_PROBLEM TO SOLVE_: Return the following lines with no changes.

_DATA TO USE_:
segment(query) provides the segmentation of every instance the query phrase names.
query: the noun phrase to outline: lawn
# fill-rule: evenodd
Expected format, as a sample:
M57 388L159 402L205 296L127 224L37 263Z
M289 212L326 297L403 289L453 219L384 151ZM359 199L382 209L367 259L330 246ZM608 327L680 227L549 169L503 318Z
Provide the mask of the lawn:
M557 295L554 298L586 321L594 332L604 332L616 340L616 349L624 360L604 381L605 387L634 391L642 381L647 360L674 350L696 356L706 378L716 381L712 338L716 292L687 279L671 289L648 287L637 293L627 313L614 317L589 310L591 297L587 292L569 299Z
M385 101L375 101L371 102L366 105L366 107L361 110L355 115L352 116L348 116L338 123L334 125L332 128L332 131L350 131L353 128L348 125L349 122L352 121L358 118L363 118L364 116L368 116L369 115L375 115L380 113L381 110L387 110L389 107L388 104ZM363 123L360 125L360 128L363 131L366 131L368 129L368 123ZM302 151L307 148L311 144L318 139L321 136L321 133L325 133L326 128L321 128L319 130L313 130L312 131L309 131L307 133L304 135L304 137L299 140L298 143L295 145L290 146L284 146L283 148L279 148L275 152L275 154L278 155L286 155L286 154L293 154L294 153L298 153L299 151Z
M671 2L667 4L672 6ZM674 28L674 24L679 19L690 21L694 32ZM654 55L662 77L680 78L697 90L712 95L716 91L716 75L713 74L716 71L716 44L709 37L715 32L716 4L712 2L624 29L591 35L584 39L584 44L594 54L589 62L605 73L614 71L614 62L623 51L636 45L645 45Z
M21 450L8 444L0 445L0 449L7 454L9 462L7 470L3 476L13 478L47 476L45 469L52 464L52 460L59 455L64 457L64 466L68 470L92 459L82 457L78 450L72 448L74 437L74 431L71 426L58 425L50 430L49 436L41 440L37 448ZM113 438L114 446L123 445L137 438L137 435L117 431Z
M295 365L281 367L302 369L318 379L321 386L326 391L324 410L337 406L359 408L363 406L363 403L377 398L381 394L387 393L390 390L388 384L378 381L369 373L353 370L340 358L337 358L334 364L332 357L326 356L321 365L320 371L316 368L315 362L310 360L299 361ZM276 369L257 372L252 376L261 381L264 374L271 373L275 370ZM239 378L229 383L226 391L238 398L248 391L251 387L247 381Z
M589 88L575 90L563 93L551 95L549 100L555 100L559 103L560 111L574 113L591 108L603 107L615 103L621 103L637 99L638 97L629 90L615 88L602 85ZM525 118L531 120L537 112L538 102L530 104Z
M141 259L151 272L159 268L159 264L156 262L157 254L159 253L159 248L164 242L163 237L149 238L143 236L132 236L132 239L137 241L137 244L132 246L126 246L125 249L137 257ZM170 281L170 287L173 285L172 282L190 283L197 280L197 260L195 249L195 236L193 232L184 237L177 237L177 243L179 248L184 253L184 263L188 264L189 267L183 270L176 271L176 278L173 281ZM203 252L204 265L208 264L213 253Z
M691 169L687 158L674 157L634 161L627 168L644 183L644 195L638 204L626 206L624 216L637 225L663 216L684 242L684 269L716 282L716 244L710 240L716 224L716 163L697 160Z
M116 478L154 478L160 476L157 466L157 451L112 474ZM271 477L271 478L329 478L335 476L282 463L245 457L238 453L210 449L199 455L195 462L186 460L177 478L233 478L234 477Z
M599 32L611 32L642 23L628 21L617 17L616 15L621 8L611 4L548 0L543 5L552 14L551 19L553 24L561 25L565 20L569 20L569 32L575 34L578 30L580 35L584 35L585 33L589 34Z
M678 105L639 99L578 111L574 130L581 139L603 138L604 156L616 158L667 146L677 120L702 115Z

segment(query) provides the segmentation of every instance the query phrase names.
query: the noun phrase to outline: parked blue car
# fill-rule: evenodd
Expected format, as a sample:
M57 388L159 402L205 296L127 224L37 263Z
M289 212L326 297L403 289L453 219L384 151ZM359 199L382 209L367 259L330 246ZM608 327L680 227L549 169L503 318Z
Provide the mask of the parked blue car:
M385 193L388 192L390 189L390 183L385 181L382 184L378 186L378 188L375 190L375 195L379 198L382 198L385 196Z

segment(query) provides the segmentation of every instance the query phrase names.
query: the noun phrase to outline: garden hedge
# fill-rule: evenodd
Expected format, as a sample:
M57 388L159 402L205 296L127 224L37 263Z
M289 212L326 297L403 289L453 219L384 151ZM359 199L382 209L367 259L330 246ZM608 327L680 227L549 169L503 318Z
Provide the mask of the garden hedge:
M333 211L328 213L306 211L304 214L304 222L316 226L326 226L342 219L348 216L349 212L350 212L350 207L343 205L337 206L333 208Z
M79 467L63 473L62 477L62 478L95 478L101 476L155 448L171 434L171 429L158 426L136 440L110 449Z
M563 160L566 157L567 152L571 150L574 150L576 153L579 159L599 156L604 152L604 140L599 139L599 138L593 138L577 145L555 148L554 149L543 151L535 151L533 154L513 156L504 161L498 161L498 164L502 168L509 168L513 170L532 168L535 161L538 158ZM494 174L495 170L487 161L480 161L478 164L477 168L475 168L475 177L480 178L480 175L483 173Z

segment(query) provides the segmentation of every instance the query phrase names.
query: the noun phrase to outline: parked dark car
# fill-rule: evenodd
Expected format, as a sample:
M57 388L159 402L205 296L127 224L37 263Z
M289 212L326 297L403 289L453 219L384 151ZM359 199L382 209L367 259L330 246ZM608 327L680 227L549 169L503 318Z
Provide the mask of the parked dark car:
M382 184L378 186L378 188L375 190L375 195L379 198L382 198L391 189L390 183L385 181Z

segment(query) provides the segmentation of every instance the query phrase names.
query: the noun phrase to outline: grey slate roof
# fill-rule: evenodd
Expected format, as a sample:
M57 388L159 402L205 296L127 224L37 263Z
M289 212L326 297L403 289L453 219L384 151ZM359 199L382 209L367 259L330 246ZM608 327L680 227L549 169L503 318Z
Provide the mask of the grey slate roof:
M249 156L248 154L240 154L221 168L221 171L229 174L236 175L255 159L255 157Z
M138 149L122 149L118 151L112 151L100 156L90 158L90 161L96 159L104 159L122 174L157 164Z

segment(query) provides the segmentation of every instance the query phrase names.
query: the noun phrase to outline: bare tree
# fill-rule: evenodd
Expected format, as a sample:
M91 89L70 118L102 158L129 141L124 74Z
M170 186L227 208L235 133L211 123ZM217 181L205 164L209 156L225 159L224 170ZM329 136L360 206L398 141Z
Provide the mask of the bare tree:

_TASK SOLUTION_:
segment(query) provides the segmentation of every instance the query phrase names.
query: the noun phrase to outline: lawn
# fill-rule: evenodd
Expected format, as a sample:
M57 388L159 402L205 296L127 224L37 263Z
M289 212L326 297L403 289L453 219L384 151ZM359 199L382 209L367 259L330 246ZM608 327L680 227L549 169L503 318Z
Provide the mask of the lawn:
M557 295L554 298L586 321L594 332L604 332L616 340L616 349L624 360L604 381L605 387L634 391L642 381L647 360L674 350L696 356L706 378L716 381L712 338L716 292L687 279L671 289L648 287L637 293L627 313L614 317L589 310L591 297L587 292L569 299Z
M385 101L375 101L371 102L366 105L366 107L361 110L355 115L352 116L348 116L338 123L334 125L332 128L332 131L350 131L353 128L348 125L349 122L352 121L358 118L363 118L364 116L368 116L369 115L375 115L380 113L381 110L387 110L389 107L388 104ZM363 123L360 125L360 128L363 131L366 131L368 129L368 123ZM302 151L307 148L311 144L318 139L321 136L321 133L325 133L326 128L321 128L319 130L313 130L312 131L309 131L307 133L304 135L304 137L299 140L298 143L295 145L290 146L284 146L283 148L279 148L275 152L275 154L278 155L286 155L286 154L293 154L294 153L298 153L299 151Z
M671 2L667 4L672 6ZM674 28L674 24L679 19L690 21L694 32ZM654 55L662 77L680 78L697 90L712 95L716 91L716 75L713 74L716 71L716 44L709 37L715 32L716 4L712 2L624 29L591 35L584 39L584 44L594 54L589 62L605 73L614 71L614 62L623 51L636 45L645 45Z
M21 450L8 444L0 445L0 449L7 454L9 462L7 470L3 476L13 478L47 476L45 469L52 464L52 460L59 455L64 457L64 466L68 470L92 459L82 457L78 450L72 448L74 437L74 431L71 426L58 425L50 430L49 436L41 440L37 448ZM113 438L114 446L123 445L137 438L137 435L117 431Z
M295 365L281 367L302 369L318 379L321 386L326 391L324 410L337 406L359 408L363 406L363 403L377 398L381 394L387 393L390 390L388 384L378 381L369 373L353 370L340 358L337 358L334 364L332 357L326 356L321 365L320 371L316 368L315 362L310 360L299 361ZM276 369L257 372L252 376L261 381L264 374L271 373L275 370ZM239 378L229 383L226 391L238 398L248 391L251 387L247 381Z
M589 88L575 90L563 93L551 95L549 100L555 100L559 103L560 111L574 113L591 108L603 107L615 103L621 103L637 99L638 97L629 90L615 88L602 85ZM525 118L531 120L537 112L538 102L530 104Z
M141 259L151 272L159 268L159 264L156 262L157 254L159 253L159 248L164 242L163 237L149 238L143 236L132 236L132 239L137 241L137 244L132 246L126 246L125 249L137 257ZM170 281L170 287L173 285L172 282L190 283L197 280L197 260L195 249L195 236L193 232L184 237L177 237L177 243L179 248L184 253L184 263L188 264L189 267L183 270L176 271L176 278L173 281ZM203 252L204 265L208 264L213 253Z
M691 169L687 158L674 157L634 161L627 168L644 183L644 195L638 204L626 206L624 216L637 225L663 216L684 242L684 269L716 282L716 244L710 240L716 224L716 163L697 160Z
M116 478L154 478L160 476L157 466L157 451L112 474ZM271 477L271 478L329 478L335 476L282 463L245 457L238 453L210 449L199 455L195 462L186 460L177 478L233 478L234 477Z
M599 32L611 32L642 23L628 21L617 17L616 15L621 8L611 4L548 0L543 5L552 14L551 19L553 24L561 25L565 20L569 20L569 32L575 34L578 30L580 35L584 35L585 33L589 34Z
M678 105L639 99L578 111L574 130L581 139L603 138L604 156L616 158L667 146L677 120L702 115Z

segment(query) provides the segmentation of every instance the query phrase names.
query: the noun phrase to outline: parked blue car
# fill-rule: evenodd
Expected format, as a sample:
M57 388L159 402L205 296L127 224L37 263Z
M289 212L326 297L403 289L453 219L384 151ZM359 199L382 209L367 259L330 246ZM608 327L680 227L549 169L503 318Z
Provide the mask of the parked blue car:
M385 193L388 192L390 189L390 183L385 181L382 184L378 186L378 188L375 190L375 195L379 198L382 198L385 196Z

segment(query) provides the segmentation of every instance the query phrase names.
query: the noun phrase to outline: garden hedge
# fill-rule: evenodd
Expected format, as a sample:
M57 388L159 402L205 296L127 224L37 263Z
M289 212L326 297L403 289L453 219L384 151ZM359 199L382 209L367 259L330 246ZM608 327L680 227L549 169L503 318Z
Provide the mask of the garden hedge:
M333 211L328 213L306 211L304 214L304 222L316 226L326 226L342 219L348 216L349 212L350 212L350 207L343 205L337 206L333 208Z
M79 467L63 473L62 477L62 478L95 478L101 476L155 448L171 434L171 429L158 426L136 440L110 449Z
M563 160L566 157L567 152L571 150L574 150L576 153L579 159L599 156L604 152L604 140L599 139L599 138L593 138L577 145L555 148L554 149L543 151L535 151L533 154L513 156L504 161L498 161L498 164L502 168L509 168L513 170L532 168L535 161L538 158ZM494 174L495 170L487 161L480 161L478 164L477 168L475 168L475 177L480 178L480 175L483 173Z

segment(query) provides the segmentation of every instance the query phrase names.
query: the noun phrase to outline: parked dark car
# fill-rule: evenodd
Expected format, as a sample:
M57 388L159 402L205 296L127 224L37 263Z
M289 212L326 297L403 289L453 219L384 151ZM359 199L382 209L367 259L330 246ZM608 327L680 227L549 169L503 318Z
Provide the mask of the parked dark car:
M382 184L378 186L378 188L375 190L375 195L379 198L382 198L391 189L390 183L385 181Z

segment(query) provides the segmentation of every instance the query phrase names.
query: the noun phrase to outline: grey slate roof
# fill-rule: evenodd
Expected format, as a sample:
M57 388L159 402L205 296L127 224L37 263Z
M289 212L326 297L403 289L453 219L384 151ZM359 199L382 209L367 259L330 246ZM608 327L680 227L549 169L503 318Z
Provide the mask of the grey slate roof:
M249 156L248 154L240 154L221 168L221 171L229 174L236 175L255 159L255 157Z
M138 149L122 149L118 151L112 151L100 156L90 158L90 161L96 159L104 159L122 174L157 164Z

segment(query) provides the segmentation of every instance the query phrase names.
query: the noun phrase to outline: bare tree
# fill-rule: evenodd
Expected format, as a sample:
M91 89L70 118L102 158L129 141L124 74Z
M170 186L227 208L235 133L211 123ZM217 181L205 164L209 156L225 159L224 170ZM329 136L360 206L398 141Z
Provide the mask of the bare tree:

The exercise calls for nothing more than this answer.